Collected data:
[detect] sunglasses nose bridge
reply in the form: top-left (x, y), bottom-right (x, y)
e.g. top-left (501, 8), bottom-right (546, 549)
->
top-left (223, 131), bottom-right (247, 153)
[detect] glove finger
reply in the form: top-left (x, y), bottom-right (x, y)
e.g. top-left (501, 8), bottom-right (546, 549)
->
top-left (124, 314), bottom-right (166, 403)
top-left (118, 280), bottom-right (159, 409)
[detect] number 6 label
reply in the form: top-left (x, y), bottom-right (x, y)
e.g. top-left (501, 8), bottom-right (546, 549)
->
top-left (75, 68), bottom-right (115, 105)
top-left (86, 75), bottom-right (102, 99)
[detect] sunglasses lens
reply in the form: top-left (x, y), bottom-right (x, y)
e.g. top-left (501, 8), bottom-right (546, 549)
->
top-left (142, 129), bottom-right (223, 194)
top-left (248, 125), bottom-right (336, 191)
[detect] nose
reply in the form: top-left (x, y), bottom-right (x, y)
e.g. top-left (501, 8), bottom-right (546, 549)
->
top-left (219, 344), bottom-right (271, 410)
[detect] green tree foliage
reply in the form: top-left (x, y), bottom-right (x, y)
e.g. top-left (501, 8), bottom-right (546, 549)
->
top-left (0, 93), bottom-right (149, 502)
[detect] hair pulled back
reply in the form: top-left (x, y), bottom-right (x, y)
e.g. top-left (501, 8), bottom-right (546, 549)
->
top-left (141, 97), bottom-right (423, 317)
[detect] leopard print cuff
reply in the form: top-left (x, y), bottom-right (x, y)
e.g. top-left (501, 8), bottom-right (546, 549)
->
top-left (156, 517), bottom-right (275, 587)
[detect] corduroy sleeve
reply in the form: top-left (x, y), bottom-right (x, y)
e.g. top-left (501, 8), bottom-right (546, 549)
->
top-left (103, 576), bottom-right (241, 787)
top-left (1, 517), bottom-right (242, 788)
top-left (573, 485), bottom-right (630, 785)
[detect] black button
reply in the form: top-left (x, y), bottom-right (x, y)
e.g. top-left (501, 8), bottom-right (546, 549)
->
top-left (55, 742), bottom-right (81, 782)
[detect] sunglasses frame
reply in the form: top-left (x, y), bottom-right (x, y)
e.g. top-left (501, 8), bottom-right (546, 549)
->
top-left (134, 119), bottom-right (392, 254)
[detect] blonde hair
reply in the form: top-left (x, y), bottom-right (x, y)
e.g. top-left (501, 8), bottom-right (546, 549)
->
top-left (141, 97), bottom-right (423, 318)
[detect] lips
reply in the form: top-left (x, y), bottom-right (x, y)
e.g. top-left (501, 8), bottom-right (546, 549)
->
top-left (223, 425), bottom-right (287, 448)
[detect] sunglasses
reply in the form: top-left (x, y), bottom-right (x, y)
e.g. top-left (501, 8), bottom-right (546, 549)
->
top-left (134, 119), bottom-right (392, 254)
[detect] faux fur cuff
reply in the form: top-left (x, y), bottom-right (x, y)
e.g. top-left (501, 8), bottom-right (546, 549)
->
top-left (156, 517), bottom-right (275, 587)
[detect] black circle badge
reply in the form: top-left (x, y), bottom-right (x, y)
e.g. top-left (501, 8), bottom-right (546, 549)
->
--
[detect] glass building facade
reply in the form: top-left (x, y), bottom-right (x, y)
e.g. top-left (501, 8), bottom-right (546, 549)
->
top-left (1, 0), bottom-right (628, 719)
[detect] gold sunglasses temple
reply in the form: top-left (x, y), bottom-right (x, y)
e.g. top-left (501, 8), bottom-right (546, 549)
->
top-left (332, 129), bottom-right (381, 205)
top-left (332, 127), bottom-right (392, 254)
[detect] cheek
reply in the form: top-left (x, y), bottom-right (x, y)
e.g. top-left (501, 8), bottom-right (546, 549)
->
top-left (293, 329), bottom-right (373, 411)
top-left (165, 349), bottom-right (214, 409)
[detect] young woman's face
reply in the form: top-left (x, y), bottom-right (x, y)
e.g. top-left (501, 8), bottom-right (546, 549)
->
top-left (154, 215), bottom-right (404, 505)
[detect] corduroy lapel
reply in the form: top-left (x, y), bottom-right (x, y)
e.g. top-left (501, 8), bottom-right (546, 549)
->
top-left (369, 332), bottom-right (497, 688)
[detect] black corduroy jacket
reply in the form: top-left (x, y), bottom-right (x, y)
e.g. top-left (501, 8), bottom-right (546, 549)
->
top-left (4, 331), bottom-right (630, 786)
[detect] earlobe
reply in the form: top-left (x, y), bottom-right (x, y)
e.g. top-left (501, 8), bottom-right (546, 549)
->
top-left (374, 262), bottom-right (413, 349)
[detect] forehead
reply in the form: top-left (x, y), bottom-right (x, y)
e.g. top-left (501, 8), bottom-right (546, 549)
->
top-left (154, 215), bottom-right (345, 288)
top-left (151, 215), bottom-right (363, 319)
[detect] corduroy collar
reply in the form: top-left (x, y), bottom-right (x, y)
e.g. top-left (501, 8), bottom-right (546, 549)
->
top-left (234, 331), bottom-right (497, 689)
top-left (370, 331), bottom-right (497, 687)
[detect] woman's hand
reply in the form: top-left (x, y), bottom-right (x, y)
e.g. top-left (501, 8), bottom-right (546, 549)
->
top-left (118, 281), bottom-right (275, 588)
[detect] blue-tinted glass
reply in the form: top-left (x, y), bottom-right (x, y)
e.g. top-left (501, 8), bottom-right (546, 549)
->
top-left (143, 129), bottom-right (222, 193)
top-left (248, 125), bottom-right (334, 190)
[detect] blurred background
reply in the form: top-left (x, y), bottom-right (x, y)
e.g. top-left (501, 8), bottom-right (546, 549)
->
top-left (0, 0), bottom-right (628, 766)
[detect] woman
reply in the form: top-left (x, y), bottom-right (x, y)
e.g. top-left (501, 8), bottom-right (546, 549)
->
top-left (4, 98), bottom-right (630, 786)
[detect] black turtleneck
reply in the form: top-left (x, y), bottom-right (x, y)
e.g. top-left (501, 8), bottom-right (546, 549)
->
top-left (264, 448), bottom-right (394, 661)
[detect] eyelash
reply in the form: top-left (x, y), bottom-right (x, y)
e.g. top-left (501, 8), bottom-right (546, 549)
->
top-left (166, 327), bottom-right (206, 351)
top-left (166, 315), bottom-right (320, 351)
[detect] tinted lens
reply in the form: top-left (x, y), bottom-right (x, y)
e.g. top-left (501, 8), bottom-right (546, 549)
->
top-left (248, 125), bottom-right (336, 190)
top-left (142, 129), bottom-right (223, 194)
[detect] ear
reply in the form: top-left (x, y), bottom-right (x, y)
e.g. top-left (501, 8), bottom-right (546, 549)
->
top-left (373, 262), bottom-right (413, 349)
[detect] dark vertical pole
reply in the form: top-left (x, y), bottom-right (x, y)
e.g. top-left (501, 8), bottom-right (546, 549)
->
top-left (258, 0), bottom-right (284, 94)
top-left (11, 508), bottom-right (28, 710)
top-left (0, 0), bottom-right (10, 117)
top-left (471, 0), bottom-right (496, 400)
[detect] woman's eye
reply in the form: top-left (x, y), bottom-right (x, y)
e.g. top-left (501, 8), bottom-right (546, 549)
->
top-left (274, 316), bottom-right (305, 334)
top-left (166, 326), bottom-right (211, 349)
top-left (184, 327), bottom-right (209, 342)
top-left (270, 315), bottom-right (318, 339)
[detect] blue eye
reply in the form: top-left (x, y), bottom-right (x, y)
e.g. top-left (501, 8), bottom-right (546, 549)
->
---
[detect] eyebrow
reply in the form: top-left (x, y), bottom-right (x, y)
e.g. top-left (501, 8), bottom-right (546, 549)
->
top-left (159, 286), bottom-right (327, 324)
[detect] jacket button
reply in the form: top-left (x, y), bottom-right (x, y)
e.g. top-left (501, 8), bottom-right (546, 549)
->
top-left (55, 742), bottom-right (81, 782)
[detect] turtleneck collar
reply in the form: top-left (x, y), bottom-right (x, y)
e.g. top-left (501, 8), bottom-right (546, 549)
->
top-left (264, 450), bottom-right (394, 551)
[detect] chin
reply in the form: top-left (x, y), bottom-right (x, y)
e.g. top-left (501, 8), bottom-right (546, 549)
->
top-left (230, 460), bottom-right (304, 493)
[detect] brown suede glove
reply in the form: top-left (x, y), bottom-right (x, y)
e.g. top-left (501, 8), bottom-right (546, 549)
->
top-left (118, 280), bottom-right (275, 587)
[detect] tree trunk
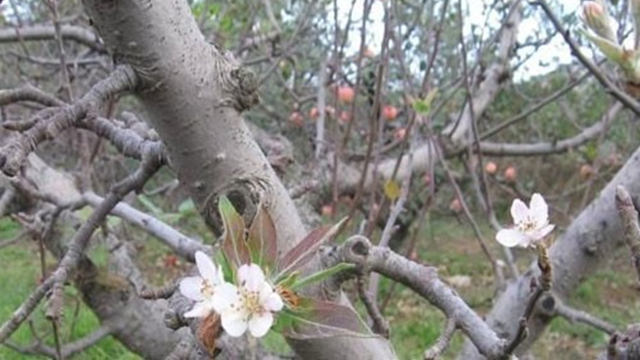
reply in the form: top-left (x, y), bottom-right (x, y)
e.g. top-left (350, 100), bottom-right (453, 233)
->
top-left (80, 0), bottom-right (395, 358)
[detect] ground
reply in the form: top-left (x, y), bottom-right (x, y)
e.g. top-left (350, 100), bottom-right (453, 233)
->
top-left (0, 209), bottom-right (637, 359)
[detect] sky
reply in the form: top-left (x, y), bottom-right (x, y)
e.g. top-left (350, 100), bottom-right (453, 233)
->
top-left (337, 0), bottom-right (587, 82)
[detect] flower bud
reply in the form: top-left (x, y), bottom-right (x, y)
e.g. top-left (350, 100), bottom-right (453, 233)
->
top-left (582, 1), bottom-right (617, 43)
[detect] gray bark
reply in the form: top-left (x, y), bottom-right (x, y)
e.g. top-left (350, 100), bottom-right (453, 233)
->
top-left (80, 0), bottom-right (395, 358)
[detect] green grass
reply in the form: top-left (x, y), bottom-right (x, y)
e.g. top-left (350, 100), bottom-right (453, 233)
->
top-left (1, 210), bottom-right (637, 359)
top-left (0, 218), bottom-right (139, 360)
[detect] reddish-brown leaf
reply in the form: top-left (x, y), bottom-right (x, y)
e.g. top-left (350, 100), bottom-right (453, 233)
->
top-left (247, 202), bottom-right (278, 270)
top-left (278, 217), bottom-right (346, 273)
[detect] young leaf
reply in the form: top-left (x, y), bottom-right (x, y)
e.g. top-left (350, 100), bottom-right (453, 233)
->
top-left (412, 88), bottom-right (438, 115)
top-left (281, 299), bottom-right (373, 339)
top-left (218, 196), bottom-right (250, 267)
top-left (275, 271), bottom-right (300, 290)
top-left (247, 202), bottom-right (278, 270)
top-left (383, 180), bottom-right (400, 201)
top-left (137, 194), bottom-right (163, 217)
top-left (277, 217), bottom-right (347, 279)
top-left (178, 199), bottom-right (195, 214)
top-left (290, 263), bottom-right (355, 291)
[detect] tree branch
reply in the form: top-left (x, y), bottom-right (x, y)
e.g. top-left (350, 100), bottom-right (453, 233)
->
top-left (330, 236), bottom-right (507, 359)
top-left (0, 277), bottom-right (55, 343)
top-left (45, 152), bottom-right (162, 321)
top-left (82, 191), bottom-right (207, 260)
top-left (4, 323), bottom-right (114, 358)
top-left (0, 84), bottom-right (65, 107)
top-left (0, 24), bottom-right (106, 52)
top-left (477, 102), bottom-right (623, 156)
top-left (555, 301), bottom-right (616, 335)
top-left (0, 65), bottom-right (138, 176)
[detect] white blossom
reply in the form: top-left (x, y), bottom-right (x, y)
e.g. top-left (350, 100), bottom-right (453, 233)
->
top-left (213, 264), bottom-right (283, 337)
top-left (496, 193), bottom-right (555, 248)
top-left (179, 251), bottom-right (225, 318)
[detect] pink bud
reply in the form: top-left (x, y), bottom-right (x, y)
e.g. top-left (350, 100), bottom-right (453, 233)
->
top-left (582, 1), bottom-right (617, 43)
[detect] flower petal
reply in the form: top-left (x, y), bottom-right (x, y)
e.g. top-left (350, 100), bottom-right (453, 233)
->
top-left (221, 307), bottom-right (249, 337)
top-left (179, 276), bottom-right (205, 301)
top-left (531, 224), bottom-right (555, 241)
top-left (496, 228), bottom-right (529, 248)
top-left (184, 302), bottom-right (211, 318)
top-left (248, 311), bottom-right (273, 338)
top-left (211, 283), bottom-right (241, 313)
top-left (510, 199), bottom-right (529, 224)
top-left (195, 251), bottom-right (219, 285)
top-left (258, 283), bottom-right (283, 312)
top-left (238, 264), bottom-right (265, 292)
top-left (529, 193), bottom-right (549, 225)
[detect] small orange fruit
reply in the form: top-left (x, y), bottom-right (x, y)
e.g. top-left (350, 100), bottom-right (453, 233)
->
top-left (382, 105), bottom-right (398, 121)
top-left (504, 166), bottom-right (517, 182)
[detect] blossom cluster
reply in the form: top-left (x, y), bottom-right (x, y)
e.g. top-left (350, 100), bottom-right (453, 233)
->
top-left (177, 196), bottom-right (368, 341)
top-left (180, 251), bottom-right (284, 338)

_How to complete this task_.
Which lines in the records above contain the string "button"? Copy them.

_Exercise response_.
[detect] black button
[detect] jacket button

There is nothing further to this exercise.